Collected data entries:
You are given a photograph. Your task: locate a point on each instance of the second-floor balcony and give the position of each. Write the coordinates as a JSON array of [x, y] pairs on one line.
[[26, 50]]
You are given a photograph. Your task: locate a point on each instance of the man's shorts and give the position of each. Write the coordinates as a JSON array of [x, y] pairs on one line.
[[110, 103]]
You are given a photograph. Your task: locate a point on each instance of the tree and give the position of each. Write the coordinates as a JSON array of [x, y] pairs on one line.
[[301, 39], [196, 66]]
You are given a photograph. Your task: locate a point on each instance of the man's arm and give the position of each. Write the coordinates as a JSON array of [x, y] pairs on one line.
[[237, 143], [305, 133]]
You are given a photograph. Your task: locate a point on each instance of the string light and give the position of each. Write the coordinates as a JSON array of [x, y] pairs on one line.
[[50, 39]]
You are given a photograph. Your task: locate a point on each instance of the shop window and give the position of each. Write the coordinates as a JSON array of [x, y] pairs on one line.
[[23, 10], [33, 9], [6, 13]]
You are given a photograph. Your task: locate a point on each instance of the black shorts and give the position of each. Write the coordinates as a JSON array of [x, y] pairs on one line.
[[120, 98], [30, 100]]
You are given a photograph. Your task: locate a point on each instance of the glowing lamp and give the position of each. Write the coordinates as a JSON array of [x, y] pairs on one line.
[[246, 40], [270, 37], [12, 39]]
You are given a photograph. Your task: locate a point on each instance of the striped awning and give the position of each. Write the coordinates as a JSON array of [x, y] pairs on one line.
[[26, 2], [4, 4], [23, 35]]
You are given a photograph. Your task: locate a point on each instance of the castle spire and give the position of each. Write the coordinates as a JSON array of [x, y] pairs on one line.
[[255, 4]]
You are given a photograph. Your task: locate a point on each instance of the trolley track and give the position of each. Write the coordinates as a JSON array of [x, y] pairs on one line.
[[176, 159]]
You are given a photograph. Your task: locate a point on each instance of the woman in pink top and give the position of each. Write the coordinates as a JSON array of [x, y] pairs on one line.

= PROMPT =
Return the entries above, every line intact.

= RESPONSE TO THIS TASK =
You are given a photograph. Your task: locate a point on each instance of the second-floor balcony and give the position of each. Write the coordinates as a JSON array of [x, y] pairs on one line.
[[26, 50]]
You are given a photograph. Your task: locate a point on each instance of the man's shorts and give the position of each. Write the coordinates as a JSON array of [x, y] pairs on one line.
[[110, 103]]
You are given a photograph. Your task: locate a point on each instance of the tree and give the position of each. Write the coordinates as a JSON array of [x, y] pairs on one line.
[[301, 39], [196, 66]]
You are given a photograph. Your task: locate a point on each instance of the man's arm and give the position of each. Write the coordinates as a JSON array of [x, y] pairs on one line.
[[237, 143], [305, 133]]
You are given a photograph. Your task: locate a point on each instance of the string light and give the position of each. Write the coordinates as a JSON array of [x, y] pairs on one line.
[[50, 39]]
You are given a photograph. Your task: locate a point on each instance of the shop window and give the position of each. Write the coordinates as a JSON array of [x, y] pairs on one line.
[[23, 10], [33, 9], [6, 13]]
You are given a photograph. Your task: locate a point on each instance of the black shorts and give the position of each. Write the coordinates as a JSON array of [x, y] pairs on one line.
[[120, 98], [30, 100]]
You are given a photograph. Your task: locate a point on each instance of the glowing lamp and give the position of each. Write the coordinates as a JSON array of [x, y] pairs on one line.
[[246, 40], [270, 37], [12, 39]]
You are given a photograph. Your task: locate a point on each instance of the striped awning and give the position of each. Write the coordinates as a JSON array of [x, y] pairs on one line.
[[26, 2], [4, 4], [23, 35]]
You are given a photograph. Your task: locate a point on each instance of the castle spire and give the position of each. Write the coordinates as a JSON array of [x, y] pairs on one line.
[[255, 4]]
You are given a photograph. Your task: locate a point on each instance of the trolley track and give the position of each. Write the coordinates as a JSON array of [x, y] pairs on one line.
[[176, 159]]
You are given a photograph. Your task: locate a point on each instance of the woman in pink top and give the position of each. Write the coordinates as a JSON array of [x, y] pairs on one line.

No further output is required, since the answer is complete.